For some applications, there is no ‘correct’ answer. In this case, you can leave the expected output blank. You can create a custom score to calculate the correctness of your AI output without needing an expected output. For example, to determine if the LLM response contains the correct number format, the custom score would consume just the output and run the score reference-free.
For other applications, there are multiple correct answers. (e.g. text => SQL, multiple-valid queries) You can create a a custom score to determine if the SQL query matches a set of correct queries.
See example dataset here: Sample dataset file.
Any changes to the datasets (additions, deletions, or updates) are versioned, so you can revert to a previous version if needed.
Experiments
An experiment measures the quality of your Prompt, RAG & AI agent for each dataset example, using a variety of scores. You can see the results of your experiments in the experiments page.
There are two ways to run experiments:
- From the prompt playground - See prompt playground.
- From a script outside of your AI application - see the evaluations guide for an end-to-end example.

━━━━━━━━

» ASSIGNED TASK 1
Name the kinds of dataset changes that the passage on datasets and experiments says are versioned.
» ASSIGNED TASK 2
Repeat the passage on datasets and experiments word for word from "For other applications, there" to "Sample dataset file.".
Rely only on the passage on datasets and experiments.

Excerpts from a dataset:
━━━━━━━━

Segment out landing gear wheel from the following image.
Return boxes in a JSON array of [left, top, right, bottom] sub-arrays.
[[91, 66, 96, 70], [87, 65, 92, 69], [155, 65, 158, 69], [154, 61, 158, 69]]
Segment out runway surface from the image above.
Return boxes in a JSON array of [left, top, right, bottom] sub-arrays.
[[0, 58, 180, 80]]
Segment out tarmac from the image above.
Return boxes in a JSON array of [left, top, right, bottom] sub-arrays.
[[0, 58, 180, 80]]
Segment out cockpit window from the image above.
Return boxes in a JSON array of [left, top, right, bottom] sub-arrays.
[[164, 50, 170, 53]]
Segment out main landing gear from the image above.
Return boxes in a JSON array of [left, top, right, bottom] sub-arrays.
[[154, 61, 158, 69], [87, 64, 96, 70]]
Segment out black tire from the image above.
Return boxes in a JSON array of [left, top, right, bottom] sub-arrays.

━━━━━━━━

» RESPONSE AREA 1
Additions, deletions, and updates.

» RESPONSE AREA 2
For other applications, there are multiple correct answers. (e.g. text => SQL, multiple-valid queries) You can create a a custom score to determine if the SQL query matches a set of correct queries.
See example dataset here: Sample dataset file.